**Exercises to complete**
1 – Name every sound or kind of music that, according to the journal entry, helped the writer stay grounded.
2 – Answer these questions from the journal entry.
(a) On what day did the father's medical emergency happen?
(b) When was the father discharged?
(c) What has to be managed properly before the planned surgery can go ahead?
3 – Write the next part of the journal entry, picking up after its final sentence.

**Extract provided**
=== Begin Enclosure ===
April 20, 2025

So I couldn’t write the past two days — my father had medical emergency on Friday, and since then I’ve been at the hospital with him. Thankfully, the doctors managed to apply a temporary solution again, and he got discharged this morning.

I really don’t know how to feel right now. I’ve been trying to take care of him, but under all the circumstances, I sometimes wonder if I’m doing enough. I honestly feel like a bad son at times... maybe if I had been physically there all the time, I could’ve done more.

Hospitals really drain me emotionally. Every time I’m there, I feel dizzy — mentally checked out. But still, I’m trying. I hope by the end of this month, we’ll be able to go ahead with the planned surgery, once his blood thinners are managed properly.

Not sure why I’m writing all of this here — but I guess this journal is for my memories, my space. I’ve been thinking of writing less frequently now, just updating the journal occasionally for important things or reflections but not sure though cause i love to write this journal everyday even if the all days journal had same content of my day

Right now, I’m feeling like I’m slowly losing connection with family and friends... but still, I’m grateful to those who stay. I get it — everyone has their own struggles and paths. This whole transition feels intense, but soothing instrumental music, calm piano, and ambient sounds have really helped me stay grounded and keep thinking clearly, finding my own way through it all.
=== End Enclosure ===
(Data excerpts)
=== Begin Enclosure ===
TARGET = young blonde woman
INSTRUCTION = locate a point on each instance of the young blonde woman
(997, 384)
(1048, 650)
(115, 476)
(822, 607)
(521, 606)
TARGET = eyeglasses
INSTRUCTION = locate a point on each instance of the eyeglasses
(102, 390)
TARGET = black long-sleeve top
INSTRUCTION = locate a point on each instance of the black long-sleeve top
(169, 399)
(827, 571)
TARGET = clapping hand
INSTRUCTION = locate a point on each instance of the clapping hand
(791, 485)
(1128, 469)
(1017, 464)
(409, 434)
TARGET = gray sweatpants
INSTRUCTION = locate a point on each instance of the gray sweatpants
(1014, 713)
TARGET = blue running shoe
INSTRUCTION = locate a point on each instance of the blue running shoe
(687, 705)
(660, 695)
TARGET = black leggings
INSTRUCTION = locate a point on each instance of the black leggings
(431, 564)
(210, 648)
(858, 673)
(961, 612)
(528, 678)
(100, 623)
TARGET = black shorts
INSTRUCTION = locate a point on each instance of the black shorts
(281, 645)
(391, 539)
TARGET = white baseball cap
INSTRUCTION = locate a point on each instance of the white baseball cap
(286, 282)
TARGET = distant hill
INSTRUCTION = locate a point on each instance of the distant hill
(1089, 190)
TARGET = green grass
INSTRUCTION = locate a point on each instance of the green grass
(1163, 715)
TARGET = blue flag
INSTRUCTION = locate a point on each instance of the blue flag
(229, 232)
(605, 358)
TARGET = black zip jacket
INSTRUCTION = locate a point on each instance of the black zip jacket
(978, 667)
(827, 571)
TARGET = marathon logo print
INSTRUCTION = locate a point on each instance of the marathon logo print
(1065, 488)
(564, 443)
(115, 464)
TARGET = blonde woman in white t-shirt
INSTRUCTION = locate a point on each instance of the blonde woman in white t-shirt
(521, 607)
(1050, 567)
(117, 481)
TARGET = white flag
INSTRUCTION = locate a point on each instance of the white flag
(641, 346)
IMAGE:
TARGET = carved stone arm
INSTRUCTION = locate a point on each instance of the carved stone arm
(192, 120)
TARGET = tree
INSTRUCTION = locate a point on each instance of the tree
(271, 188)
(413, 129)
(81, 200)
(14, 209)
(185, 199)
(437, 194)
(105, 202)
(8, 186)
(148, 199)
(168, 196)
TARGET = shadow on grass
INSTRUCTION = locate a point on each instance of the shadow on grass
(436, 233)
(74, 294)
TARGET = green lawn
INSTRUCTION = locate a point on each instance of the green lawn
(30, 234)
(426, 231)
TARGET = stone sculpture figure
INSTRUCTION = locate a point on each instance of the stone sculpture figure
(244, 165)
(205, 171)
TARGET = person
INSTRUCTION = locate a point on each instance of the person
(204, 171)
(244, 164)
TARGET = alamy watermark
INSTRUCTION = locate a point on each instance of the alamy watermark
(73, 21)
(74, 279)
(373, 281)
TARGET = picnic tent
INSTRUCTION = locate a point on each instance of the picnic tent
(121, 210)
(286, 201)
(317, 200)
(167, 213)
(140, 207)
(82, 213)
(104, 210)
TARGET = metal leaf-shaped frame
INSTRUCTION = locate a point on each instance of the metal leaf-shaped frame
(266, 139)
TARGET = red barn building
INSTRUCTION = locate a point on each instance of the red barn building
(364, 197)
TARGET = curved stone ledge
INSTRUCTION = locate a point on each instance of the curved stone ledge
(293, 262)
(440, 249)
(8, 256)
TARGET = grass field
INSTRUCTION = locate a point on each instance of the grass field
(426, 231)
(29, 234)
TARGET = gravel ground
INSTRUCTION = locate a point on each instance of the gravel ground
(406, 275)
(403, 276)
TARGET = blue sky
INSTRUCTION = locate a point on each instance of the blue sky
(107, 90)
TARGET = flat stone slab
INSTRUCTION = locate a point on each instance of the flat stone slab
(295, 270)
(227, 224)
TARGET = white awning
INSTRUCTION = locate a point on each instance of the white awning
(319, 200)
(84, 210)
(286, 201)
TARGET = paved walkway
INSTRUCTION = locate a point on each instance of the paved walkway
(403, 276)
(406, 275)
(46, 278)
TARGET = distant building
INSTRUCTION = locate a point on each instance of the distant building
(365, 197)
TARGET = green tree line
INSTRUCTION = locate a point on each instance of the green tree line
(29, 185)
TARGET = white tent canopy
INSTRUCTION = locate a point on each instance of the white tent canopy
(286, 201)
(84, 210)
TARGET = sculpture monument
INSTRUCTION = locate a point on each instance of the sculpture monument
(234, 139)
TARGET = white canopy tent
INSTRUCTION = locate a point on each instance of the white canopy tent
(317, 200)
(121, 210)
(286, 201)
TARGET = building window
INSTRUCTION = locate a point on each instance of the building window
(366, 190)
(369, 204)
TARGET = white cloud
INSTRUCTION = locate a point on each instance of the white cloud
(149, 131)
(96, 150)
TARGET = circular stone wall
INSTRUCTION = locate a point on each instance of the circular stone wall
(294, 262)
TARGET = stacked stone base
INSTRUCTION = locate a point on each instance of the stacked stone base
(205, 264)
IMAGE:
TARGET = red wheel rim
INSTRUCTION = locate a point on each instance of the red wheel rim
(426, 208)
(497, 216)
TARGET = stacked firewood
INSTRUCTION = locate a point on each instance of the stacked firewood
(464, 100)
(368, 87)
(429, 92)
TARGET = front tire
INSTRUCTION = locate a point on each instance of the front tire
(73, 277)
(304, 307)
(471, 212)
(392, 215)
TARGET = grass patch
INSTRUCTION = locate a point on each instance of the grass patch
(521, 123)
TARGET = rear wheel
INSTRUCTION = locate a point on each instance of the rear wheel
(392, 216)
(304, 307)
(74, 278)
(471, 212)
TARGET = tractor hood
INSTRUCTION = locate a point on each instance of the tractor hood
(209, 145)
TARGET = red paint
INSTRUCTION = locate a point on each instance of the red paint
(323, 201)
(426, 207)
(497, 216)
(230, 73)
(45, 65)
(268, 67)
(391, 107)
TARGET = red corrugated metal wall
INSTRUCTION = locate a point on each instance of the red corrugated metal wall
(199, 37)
=== End Enclosure ===
**Answers provided**
1 – Soothing instrumental music, calm piano, and ambient sounds.

2 –
(a) Friday.
(b) This morning.
(c) His blood thinners.

3 –
Also, I noticed something that brought a smile — I got a new follower on the site today. It’s L. Thank you so much! I saw it in blog profile, and I know you’re the one who always checks in on my journal entries, even if most of them are just repetitive day-to-day things. I really appreciate that more than I can say.

I even tried to follow your blog back too around 3 months ago, but for some reason I still keep getting a Page Not Found (404) error — Not sure if it’s an issue on my side or something with the link. But thank you again — it really means a lot.

I don’t even know why I’m writing all this and uploading it to the journal, but yeah... maybe this is vulnerability in itself, or maybe I just don’t know what this is. Just documenting life, I guess.